■ Polecenie do ćwiczenia ■
Proszę napisać dalszy ciąg tekstu o konkurencyjności europejskiego lotnictwa, zaczynając zaraz po jego ostatnim zdaniu.

■ Fragment dokumentu ■
★ ★ ★ ★ ★ ★ ★

Unia Europejska wprowadziła zbyt wiele rozwiązań ograniczających konkurencyjność lotnictwa na globalnym rynku. Zdaniem IATA zmiany są możliwe, ale wymagają decyzji politycznych. O czterech obszarach wymagających największych zmian mówi Rafael Schvartzman, regional vicepresident, IATA.
Dyskusje o konkurencyjności europejskiego lotnictwa trwają już od dłuższego czasu, ale ostatnio temat zaczął się przebijać zdecydowanie mocniej dzięki Raportowi Draghiego, w którym podkreślono, że cele dekarbonizacji UE są bardziej ambitne niż cele jej konkurentów, co oznacza dodatkowe koszty dla europejskiego przemysłu.
Raport przypomina, że loty i rejsy morskie poza granice UE są częściowo wyłączone z systemu handlu emisjami (ETS). W rezultacie istnieje ryzyko ucieczki emisji i przenoszenia działalności z węzłów transportowych w UE do tych znajdujących się w jej sąsiedztwie, co może oznaczać pogorszenie sytuacji europejskich przewoźników.

★ ★ ★ ★ ★ ★ ★

■ Dostarczone wpisy ■

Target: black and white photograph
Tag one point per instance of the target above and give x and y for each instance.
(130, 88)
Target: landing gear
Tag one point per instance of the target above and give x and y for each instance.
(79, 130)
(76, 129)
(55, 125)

★ ★ ★ ★ ★ ★ ★

■ Odpowiedź do ćwiczenia ■
IATA (Międzynarodowe Zrzeszenie Przewoźników Powietrznych) podkreśla, że europejskie lotnictwo mierzy się z wieloma problemami, ale kluczowe dla zwiększenia jego konkurencyjności są cztery obszary: regulacje konsumenckie (EU261), zrównoważony rozwój (w tym ReFuelEU), podatki oraz infrastruktura lotniskowa i funkcjonowanie agencji żeglugi powietrznej. – Te obszary stanowią obciążenia kosztowe dla europejskiego transportu lotniczego, ale co ważne – są wynikiem decyzji politycznych. To decyzje, które regulatorzy i politycy mają moc zmienić na lepsze – podkreśla Rafael Schvartzman, regional vicepresident, IATA.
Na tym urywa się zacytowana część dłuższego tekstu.